§ The request
Turn the lines running from the one that contains "outline --target building" through the one that contains "[[[285,173],[291,180],[310,180],[301,167],[294,166],[285,169]]]" into a numbered list, both of those lines included and blank lines left out. List only those lines.
** START Supplied material **
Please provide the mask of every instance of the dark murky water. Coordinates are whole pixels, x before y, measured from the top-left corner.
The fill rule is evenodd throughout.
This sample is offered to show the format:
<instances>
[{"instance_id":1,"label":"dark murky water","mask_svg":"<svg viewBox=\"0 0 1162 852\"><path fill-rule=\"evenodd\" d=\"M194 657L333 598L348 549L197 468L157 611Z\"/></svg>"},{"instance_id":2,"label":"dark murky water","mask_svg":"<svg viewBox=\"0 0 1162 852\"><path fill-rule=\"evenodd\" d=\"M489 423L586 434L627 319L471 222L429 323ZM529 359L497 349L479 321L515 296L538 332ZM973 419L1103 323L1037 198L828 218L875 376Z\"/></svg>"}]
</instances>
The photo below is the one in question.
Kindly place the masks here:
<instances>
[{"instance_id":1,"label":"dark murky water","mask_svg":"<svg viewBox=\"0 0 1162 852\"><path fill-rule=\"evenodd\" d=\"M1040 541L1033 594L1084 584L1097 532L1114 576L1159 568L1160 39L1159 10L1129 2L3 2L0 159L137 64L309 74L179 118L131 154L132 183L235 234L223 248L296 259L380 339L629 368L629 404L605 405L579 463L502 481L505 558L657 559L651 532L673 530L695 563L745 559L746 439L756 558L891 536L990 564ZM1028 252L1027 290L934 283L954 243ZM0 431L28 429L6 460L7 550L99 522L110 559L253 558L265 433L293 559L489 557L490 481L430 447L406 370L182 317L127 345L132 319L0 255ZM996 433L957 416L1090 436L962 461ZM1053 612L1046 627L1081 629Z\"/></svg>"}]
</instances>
** END Supplied material **
** START Supplied material **
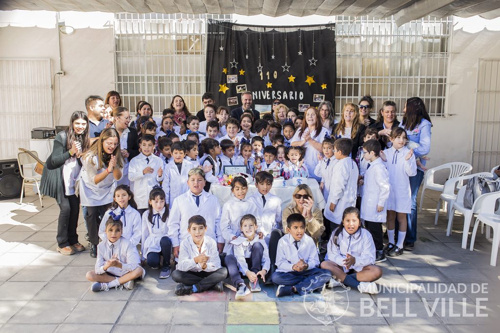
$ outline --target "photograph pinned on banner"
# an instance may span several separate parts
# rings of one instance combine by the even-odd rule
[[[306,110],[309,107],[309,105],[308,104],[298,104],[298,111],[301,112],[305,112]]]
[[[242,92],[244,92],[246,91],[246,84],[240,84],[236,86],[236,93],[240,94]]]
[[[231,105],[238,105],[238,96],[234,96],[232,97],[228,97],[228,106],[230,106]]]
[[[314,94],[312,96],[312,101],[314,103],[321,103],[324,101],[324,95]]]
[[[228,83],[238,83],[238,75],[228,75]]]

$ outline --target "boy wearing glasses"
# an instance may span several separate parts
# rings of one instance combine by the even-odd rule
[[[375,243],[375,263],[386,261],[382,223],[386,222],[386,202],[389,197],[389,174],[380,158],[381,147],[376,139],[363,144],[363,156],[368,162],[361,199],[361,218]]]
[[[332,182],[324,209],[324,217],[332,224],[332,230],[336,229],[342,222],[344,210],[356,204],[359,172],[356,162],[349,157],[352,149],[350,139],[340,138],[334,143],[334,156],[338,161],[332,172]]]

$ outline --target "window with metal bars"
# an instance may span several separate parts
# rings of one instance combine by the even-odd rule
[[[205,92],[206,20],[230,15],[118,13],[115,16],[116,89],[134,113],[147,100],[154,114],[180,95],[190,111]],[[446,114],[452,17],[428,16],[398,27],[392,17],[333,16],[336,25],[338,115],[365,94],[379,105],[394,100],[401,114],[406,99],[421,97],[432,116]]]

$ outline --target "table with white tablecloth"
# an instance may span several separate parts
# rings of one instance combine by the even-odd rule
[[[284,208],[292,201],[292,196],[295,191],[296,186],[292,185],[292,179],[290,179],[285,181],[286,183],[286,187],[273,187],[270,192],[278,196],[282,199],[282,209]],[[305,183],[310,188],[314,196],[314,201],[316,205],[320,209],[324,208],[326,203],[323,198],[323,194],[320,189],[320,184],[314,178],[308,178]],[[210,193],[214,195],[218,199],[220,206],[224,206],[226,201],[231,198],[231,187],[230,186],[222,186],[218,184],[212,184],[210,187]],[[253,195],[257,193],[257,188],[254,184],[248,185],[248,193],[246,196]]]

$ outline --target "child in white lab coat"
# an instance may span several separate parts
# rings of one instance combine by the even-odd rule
** END Supplied material **
** START Supplied material **
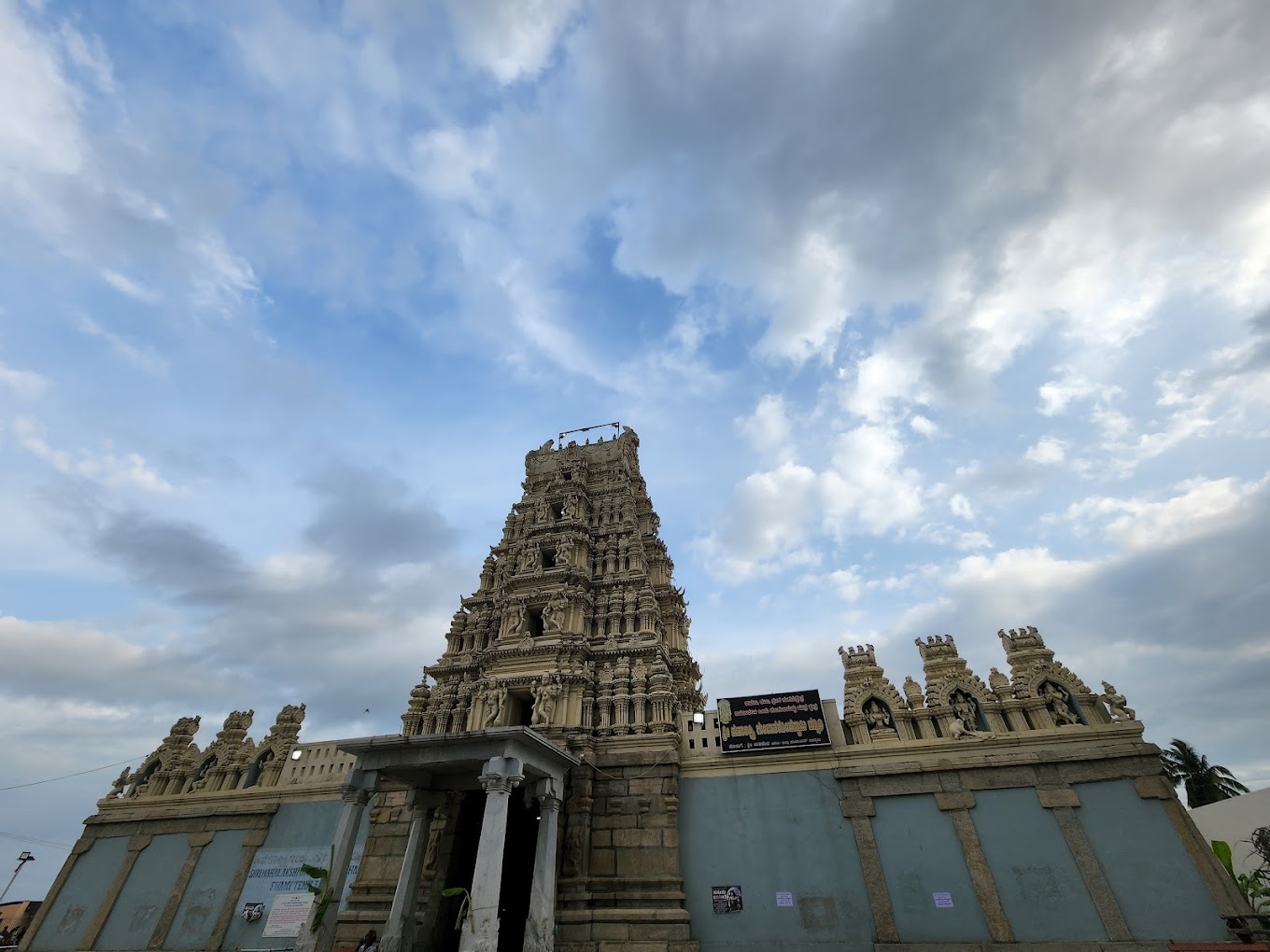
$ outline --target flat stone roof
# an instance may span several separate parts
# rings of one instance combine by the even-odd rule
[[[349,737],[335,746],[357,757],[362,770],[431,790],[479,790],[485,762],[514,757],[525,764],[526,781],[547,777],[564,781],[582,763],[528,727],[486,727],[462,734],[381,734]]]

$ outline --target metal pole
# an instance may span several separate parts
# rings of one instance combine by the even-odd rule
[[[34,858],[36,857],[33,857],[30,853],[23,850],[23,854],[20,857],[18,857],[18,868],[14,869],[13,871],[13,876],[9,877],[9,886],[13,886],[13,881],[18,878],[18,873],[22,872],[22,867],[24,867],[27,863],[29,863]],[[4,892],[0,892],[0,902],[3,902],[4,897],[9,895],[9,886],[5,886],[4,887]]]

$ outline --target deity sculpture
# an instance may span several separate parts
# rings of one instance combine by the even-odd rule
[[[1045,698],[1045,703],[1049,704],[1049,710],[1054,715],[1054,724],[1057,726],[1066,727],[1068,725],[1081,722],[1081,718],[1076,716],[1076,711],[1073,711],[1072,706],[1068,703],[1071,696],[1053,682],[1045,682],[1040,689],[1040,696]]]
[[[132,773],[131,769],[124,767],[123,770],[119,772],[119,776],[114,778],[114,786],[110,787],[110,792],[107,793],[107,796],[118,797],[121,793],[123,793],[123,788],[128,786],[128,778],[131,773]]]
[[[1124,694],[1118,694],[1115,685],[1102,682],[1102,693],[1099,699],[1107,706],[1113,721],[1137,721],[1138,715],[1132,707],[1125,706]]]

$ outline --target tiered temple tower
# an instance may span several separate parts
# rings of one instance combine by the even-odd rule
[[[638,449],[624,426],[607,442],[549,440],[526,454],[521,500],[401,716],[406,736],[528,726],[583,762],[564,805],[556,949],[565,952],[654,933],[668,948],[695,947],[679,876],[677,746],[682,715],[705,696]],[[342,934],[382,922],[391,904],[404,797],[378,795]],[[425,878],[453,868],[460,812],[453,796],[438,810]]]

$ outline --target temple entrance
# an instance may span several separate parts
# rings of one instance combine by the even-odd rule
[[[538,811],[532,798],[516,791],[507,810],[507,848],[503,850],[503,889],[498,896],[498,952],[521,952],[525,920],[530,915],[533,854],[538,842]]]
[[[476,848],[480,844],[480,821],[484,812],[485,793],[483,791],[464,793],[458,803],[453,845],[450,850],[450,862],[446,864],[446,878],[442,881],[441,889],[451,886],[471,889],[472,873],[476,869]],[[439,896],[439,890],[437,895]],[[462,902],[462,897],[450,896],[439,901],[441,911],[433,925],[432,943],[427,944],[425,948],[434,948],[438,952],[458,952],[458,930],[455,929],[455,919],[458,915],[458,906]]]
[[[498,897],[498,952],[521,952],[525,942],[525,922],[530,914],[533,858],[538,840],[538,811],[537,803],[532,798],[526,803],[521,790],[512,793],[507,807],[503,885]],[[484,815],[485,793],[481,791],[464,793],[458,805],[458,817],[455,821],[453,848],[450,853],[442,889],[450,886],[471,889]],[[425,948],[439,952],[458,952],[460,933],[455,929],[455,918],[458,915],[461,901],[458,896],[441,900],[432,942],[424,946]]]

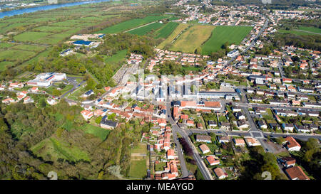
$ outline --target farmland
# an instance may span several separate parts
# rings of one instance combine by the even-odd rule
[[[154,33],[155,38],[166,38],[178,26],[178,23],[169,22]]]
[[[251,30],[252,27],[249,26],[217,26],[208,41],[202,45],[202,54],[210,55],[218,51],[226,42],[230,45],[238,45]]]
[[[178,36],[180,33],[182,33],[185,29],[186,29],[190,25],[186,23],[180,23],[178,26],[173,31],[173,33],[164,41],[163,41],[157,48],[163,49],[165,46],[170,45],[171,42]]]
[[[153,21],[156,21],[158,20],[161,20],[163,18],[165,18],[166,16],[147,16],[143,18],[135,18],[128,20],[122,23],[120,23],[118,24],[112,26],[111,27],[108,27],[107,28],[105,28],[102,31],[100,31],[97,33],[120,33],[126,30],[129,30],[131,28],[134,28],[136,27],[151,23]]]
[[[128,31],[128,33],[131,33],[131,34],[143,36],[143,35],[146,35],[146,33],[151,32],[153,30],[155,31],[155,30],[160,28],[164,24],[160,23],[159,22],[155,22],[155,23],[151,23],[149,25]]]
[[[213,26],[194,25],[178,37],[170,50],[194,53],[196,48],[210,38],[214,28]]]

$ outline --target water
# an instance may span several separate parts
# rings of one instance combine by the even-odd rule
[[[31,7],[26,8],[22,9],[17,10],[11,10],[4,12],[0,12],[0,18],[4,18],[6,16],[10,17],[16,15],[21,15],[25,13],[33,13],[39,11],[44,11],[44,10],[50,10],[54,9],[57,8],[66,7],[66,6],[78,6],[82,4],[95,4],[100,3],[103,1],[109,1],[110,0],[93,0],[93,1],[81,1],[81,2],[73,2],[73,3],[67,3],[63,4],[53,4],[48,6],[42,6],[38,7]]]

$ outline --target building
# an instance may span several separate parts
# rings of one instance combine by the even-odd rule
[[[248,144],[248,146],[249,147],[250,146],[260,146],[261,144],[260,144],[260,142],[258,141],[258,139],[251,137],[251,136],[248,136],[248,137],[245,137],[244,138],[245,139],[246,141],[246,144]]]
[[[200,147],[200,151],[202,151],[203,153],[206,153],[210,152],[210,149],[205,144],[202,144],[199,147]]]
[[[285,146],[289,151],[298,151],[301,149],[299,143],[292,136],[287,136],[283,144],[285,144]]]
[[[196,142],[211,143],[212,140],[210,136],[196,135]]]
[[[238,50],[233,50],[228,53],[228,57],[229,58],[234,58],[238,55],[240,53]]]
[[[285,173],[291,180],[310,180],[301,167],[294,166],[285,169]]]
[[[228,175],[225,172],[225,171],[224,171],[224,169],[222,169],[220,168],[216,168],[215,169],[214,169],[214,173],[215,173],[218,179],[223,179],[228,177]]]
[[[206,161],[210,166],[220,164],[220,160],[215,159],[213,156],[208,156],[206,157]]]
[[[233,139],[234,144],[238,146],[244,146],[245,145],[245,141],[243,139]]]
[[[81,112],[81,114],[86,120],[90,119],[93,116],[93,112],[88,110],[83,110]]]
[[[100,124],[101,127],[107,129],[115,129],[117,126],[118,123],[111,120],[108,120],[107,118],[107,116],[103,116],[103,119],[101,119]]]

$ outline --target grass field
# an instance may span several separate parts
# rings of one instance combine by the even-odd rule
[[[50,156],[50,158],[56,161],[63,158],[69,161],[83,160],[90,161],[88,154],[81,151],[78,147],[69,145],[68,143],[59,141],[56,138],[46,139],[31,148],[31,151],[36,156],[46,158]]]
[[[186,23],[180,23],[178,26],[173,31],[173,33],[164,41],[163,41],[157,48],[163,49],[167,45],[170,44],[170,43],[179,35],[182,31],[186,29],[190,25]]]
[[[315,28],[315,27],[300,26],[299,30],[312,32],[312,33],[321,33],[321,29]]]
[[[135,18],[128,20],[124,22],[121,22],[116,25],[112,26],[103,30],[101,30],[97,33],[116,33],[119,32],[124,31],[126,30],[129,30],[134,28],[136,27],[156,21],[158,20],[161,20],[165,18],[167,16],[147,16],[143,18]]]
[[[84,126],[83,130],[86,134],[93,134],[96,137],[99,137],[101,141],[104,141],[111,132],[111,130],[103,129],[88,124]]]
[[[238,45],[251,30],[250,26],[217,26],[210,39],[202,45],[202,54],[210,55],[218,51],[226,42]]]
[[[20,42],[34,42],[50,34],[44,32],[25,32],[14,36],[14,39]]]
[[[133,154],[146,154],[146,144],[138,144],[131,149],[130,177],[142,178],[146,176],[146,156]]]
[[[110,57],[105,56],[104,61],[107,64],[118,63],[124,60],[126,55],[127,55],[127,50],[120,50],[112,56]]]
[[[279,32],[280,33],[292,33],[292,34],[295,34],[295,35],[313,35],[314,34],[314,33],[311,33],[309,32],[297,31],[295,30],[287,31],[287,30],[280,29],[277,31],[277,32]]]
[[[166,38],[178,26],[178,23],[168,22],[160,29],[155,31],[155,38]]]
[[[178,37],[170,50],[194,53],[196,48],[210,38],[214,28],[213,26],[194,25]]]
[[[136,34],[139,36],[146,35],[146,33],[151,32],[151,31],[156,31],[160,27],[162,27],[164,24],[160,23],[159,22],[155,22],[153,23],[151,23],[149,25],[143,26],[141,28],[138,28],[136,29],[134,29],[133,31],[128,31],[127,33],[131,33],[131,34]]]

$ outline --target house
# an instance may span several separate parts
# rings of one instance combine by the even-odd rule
** END Supplied material **
§ Answer to this exercise
1. $ outline --target building
2. # an instance may span several separate parts
3. # rings of one instance combine by the even-odd rule
4. [[[248,144],[248,146],[249,147],[250,146],[260,146],[261,144],[260,144],[260,142],[258,141],[258,139],[251,137],[251,136],[248,136],[248,137],[245,137],[244,138],[245,139],[246,141],[246,144]]]
5. [[[200,147],[200,151],[202,151],[203,153],[206,153],[210,152],[210,149],[205,144],[202,144],[199,147]]]
6. [[[285,146],[289,151],[298,151],[301,149],[299,143],[292,136],[287,136],[283,144],[285,144]]]
7. [[[196,142],[211,143],[212,140],[210,136],[196,135]]]
8. [[[238,50],[233,50],[228,53],[228,57],[229,58],[234,58],[238,55],[240,53]]]
9. [[[285,173],[291,180],[310,180],[301,167],[294,166],[285,169]]]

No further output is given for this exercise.